Segmentation mask data
---

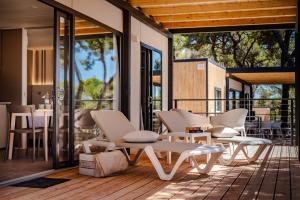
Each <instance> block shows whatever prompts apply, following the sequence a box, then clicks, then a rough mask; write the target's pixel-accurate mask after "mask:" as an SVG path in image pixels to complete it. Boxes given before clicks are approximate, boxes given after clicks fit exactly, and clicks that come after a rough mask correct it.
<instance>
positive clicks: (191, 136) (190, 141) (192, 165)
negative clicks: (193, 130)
mask: <svg viewBox="0 0 300 200" xmlns="http://www.w3.org/2000/svg"><path fill="white" fill-rule="evenodd" d="M189 142H190V144H193V143H195V138H194V137H193V135H192V134H190V135H189ZM189 162H190V163H191V166H192V167H194V163H193V162H192V159H191V158H189Z"/></svg>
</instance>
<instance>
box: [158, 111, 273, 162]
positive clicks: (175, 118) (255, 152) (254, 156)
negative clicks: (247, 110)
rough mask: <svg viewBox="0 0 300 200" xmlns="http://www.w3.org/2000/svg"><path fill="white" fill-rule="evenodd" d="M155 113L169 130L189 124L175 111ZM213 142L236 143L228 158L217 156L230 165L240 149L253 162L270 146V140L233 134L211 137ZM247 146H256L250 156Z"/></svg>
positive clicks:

---

To do
Write out all of the material above word for word, omitting the pictures.

Task answer
Each <instance> block shows whatever prompts apply, following the sequence a box, then clicks, then a rough mask; write the target's pixel-accurate mask after "mask:" as an SVG path in image pixels to complete it. Boxes given before clicks are approximate, boxes given after clicks fit exactly, and clicks that come after a rough mask correct it.
<instance>
positive clicks: (191, 136) (190, 141) (192, 165)
negative clicks: (193, 130)
mask: <svg viewBox="0 0 300 200" xmlns="http://www.w3.org/2000/svg"><path fill="white" fill-rule="evenodd" d="M189 142H190V144H193V143H195V138H194V137H193V135H192V134H190V135H189ZM189 162H190V163H191V166H192V167H194V163H193V162H192V159H191V158H189Z"/></svg>
</instance>
<instance>
box: [158, 111, 273, 162]
positive clicks: (175, 118) (255, 152) (254, 156)
negative clicks: (247, 110)
rough mask: <svg viewBox="0 0 300 200" xmlns="http://www.w3.org/2000/svg"><path fill="white" fill-rule="evenodd" d="M155 113L169 130L189 124L175 111ZM213 142L236 143L228 158L217 156L230 165L240 149L253 162L270 146V140L233 134L211 137ZM247 146H256L250 156Z"/></svg>
positive clicks:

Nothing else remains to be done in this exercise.